**PROBLEM REQUIREMENTS:** Write out the data again exactly, skipping every picture.

Data entries:
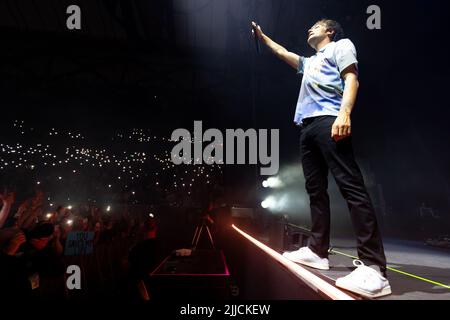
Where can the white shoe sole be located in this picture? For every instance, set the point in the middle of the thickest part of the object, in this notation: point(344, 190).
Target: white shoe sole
point(309, 264)
point(384, 292)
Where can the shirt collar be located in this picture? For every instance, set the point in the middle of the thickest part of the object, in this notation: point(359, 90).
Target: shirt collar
point(325, 46)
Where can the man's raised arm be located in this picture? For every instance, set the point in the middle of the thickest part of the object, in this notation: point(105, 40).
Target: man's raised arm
point(289, 57)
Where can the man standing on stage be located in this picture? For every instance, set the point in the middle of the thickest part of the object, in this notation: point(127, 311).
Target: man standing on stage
point(327, 96)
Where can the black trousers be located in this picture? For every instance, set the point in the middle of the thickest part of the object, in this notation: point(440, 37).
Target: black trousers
point(320, 154)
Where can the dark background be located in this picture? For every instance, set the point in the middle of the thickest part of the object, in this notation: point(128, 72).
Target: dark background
point(163, 64)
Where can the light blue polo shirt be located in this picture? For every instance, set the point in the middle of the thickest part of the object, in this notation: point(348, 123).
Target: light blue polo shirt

**SOLVED PROBLEM:**
Where can the white shoe sole be located in this picture? For every instance, set the point in the middle of the thickest part of the object, in this notation: point(344, 190).
Target: white shoe sole
point(309, 264)
point(384, 292)
Where can the shirt collar be located in this picture? For every instance, set the point in the middle of the thickest part of the object, in this notation: point(359, 90).
Target: shirt collar
point(325, 46)
Where can the man's raised arm be located in this picture? For every instance, set the point in the middle of the thickest part of the object, in this notation: point(105, 40).
Target: man's raised arm
point(289, 57)
Where can the man standing on stage be located in this picture? For every instance, set the point in the middle of the thickest part of the object, in this notation: point(127, 311).
Target: man standing on stage
point(327, 96)
Where can the black trousers be located in this picture? For every instance, set the point in the middle of the thickest part of the object, in this notation: point(440, 37).
Target: black trousers
point(320, 154)
Where can the dark background be located in this picture? For every instance, set the point in the middle of the thickest part of the object, in this notation: point(128, 72).
Target: dark background
point(163, 64)
Where can the light blue polo shirt be located in this picture? For every instance, set the point in the middle of the thickest part of the object, in this notation: point(348, 123).
Target: light blue polo shirt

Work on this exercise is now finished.